Named-object pointing records
--- START ---
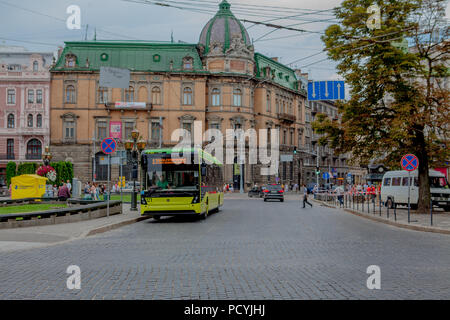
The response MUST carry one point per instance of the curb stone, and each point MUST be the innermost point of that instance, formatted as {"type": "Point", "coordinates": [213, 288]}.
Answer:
{"type": "Point", "coordinates": [392, 223]}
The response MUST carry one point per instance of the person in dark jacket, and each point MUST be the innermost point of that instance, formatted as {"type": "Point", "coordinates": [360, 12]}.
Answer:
{"type": "Point", "coordinates": [63, 193]}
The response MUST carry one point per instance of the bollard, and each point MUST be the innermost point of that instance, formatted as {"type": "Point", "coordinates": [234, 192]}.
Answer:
{"type": "Point", "coordinates": [387, 206]}
{"type": "Point", "coordinates": [431, 211]}
{"type": "Point", "coordinates": [374, 206]}
{"type": "Point", "coordinates": [380, 206]}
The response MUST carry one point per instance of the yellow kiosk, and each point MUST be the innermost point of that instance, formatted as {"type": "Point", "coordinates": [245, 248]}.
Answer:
{"type": "Point", "coordinates": [28, 186]}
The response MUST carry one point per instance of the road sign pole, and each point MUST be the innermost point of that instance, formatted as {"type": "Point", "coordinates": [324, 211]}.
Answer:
{"type": "Point", "coordinates": [121, 179]}
{"type": "Point", "coordinates": [409, 191]}
{"type": "Point", "coordinates": [107, 190]}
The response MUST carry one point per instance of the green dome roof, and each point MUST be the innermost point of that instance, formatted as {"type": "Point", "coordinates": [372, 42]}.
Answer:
{"type": "Point", "coordinates": [222, 29]}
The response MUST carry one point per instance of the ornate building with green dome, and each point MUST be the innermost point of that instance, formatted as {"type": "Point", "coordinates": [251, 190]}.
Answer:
{"type": "Point", "coordinates": [220, 81]}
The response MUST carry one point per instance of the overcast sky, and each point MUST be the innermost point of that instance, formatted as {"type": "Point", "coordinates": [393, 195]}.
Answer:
{"type": "Point", "coordinates": [118, 19]}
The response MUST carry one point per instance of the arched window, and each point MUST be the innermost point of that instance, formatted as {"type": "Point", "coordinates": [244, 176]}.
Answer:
{"type": "Point", "coordinates": [237, 97]}
{"type": "Point", "coordinates": [102, 95]}
{"type": "Point", "coordinates": [70, 94]}
{"type": "Point", "coordinates": [129, 94]}
{"type": "Point", "coordinates": [215, 97]}
{"type": "Point", "coordinates": [187, 63]}
{"type": "Point", "coordinates": [39, 121]}
{"type": "Point", "coordinates": [30, 96]}
{"type": "Point", "coordinates": [11, 121]}
{"type": "Point", "coordinates": [187, 96]}
{"type": "Point", "coordinates": [156, 95]}
{"type": "Point", "coordinates": [34, 149]}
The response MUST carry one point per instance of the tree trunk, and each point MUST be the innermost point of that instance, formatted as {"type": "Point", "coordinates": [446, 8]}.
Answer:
{"type": "Point", "coordinates": [424, 181]}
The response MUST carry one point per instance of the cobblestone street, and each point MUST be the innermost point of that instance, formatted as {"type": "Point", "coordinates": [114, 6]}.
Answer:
{"type": "Point", "coordinates": [249, 250]}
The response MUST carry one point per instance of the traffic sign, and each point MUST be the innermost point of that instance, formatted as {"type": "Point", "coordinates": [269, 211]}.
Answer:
{"type": "Point", "coordinates": [409, 162]}
{"type": "Point", "coordinates": [326, 90]}
{"type": "Point", "coordinates": [109, 145]}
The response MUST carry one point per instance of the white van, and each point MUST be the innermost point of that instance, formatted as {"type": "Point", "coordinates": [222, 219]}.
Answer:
{"type": "Point", "coordinates": [394, 188]}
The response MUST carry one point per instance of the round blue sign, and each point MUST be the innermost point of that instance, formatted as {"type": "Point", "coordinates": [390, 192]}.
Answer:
{"type": "Point", "coordinates": [409, 162]}
{"type": "Point", "coordinates": [109, 145]}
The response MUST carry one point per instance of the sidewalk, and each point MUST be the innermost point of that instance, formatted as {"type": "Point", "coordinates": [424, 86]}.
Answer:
{"type": "Point", "coordinates": [41, 236]}
{"type": "Point", "coordinates": [398, 217]}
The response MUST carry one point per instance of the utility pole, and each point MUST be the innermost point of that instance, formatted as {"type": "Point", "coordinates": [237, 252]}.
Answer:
{"type": "Point", "coordinates": [160, 132]}
{"type": "Point", "coordinates": [317, 165]}
{"type": "Point", "coordinates": [93, 157]}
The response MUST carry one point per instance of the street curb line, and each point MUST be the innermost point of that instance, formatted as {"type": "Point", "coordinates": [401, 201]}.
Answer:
{"type": "Point", "coordinates": [392, 223]}
{"type": "Point", "coordinates": [113, 226]}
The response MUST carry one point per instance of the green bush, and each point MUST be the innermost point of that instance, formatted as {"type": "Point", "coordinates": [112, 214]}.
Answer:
{"type": "Point", "coordinates": [64, 170]}
{"type": "Point", "coordinates": [10, 172]}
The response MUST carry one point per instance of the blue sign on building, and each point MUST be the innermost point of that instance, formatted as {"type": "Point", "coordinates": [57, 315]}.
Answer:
{"type": "Point", "coordinates": [326, 90]}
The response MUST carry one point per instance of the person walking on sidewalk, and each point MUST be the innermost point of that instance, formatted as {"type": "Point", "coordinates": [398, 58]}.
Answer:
{"type": "Point", "coordinates": [305, 197]}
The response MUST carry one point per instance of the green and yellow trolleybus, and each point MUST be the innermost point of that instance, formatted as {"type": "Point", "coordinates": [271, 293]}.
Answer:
{"type": "Point", "coordinates": [188, 184]}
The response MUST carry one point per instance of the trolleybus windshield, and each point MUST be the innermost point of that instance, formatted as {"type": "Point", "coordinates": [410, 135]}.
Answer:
{"type": "Point", "coordinates": [165, 173]}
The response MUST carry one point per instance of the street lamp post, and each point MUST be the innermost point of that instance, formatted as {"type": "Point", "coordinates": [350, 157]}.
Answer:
{"type": "Point", "coordinates": [134, 148]}
{"type": "Point", "coordinates": [47, 157]}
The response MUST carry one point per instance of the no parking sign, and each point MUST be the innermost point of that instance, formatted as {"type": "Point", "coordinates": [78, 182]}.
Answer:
{"type": "Point", "coordinates": [109, 145]}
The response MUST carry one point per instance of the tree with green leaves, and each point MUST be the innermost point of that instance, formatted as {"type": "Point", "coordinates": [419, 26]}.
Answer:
{"type": "Point", "coordinates": [399, 99]}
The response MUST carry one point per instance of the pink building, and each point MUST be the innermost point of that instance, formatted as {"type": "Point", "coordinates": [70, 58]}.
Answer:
{"type": "Point", "coordinates": [24, 106]}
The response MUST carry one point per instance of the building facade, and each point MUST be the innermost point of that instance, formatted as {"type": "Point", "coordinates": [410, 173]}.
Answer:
{"type": "Point", "coordinates": [24, 106]}
{"type": "Point", "coordinates": [220, 81]}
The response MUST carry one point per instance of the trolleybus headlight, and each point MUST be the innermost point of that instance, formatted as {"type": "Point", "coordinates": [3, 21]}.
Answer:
{"type": "Point", "coordinates": [196, 198]}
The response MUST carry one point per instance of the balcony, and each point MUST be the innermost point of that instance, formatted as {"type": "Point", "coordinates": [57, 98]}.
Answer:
{"type": "Point", "coordinates": [7, 156]}
{"type": "Point", "coordinates": [30, 156]}
{"type": "Point", "coordinates": [285, 117]}
{"type": "Point", "coordinates": [123, 106]}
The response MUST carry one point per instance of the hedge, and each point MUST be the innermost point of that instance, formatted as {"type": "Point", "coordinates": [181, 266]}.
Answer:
{"type": "Point", "coordinates": [26, 168]}
{"type": "Point", "coordinates": [64, 170]}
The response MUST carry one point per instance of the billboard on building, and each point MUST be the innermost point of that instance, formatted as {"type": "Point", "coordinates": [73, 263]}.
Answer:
{"type": "Point", "coordinates": [114, 77]}
{"type": "Point", "coordinates": [130, 105]}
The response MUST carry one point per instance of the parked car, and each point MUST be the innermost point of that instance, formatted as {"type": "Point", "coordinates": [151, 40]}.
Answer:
{"type": "Point", "coordinates": [395, 189]}
{"type": "Point", "coordinates": [274, 192]}
{"type": "Point", "coordinates": [255, 192]}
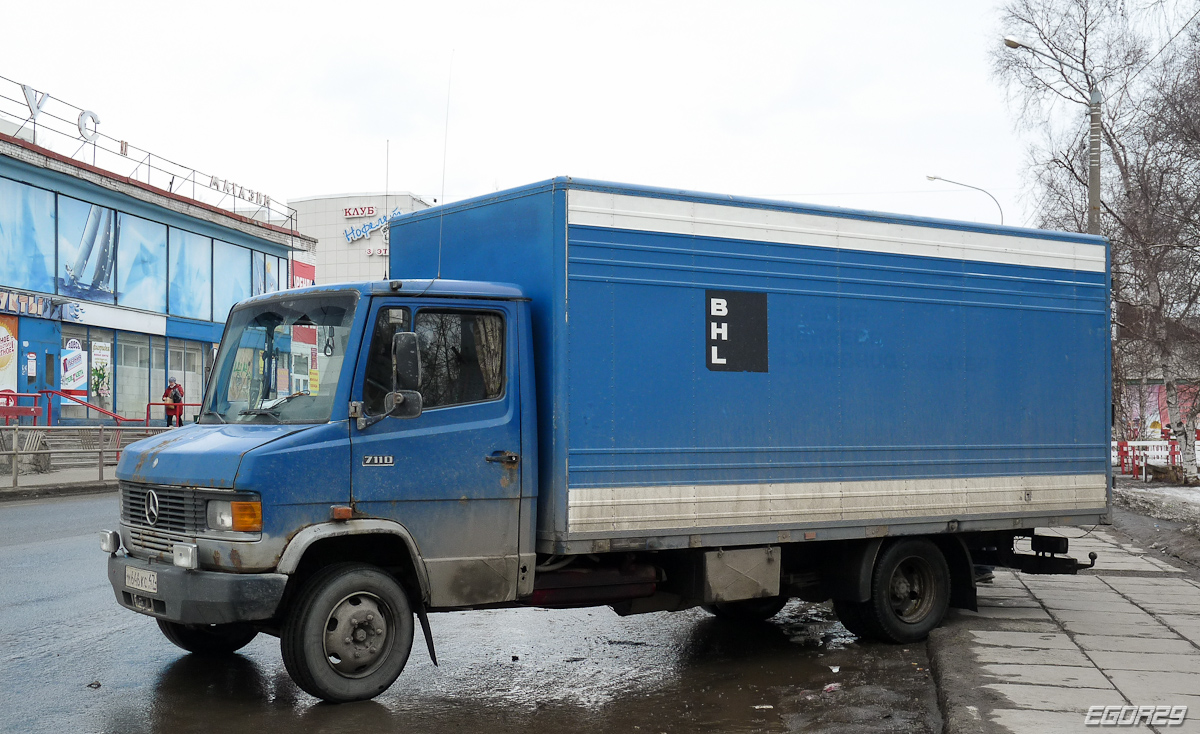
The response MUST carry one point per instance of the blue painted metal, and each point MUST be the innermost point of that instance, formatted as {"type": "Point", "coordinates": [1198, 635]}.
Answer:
{"type": "Point", "coordinates": [883, 366]}
{"type": "Point", "coordinates": [197, 456]}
--- END ---
* Prompt *
Can you quote exactly, and only, the lines from the one containing "The response MUST carry one point per instance of the billboard" through the last line of the records above, keeping both ends and leaving out any pictures?

* Output for this task *
The response MUST carry one point per instance of the billboard on building, and each point MUST be the innermost point of that instance, formatted as {"type": "Point", "coordinates": [73, 263]}.
Answer:
{"type": "Point", "coordinates": [114, 77]}
{"type": "Point", "coordinates": [130, 105]}
The response MUST carry one point per instance of the parked car, and each point MUST be the innermost point of that instance, formatted as {"type": "Point", "coordinates": [151, 40]}.
Answer:
{"type": "Point", "coordinates": [395, 189]}
{"type": "Point", "coordinates": [274, 192]}
{"type": "Point", "coordinates": [255, 192]}
The response MUST carry one point per instance of the blue painted metal, and each point MUST be the innermost point of that instance, formatted as {"type": "Point", "coordinates": [1198, 635]}.
Answer:
{"type": "Point", "coordinates": [883, 366]}
{"type": "Point", "coordinates": [197, 456]}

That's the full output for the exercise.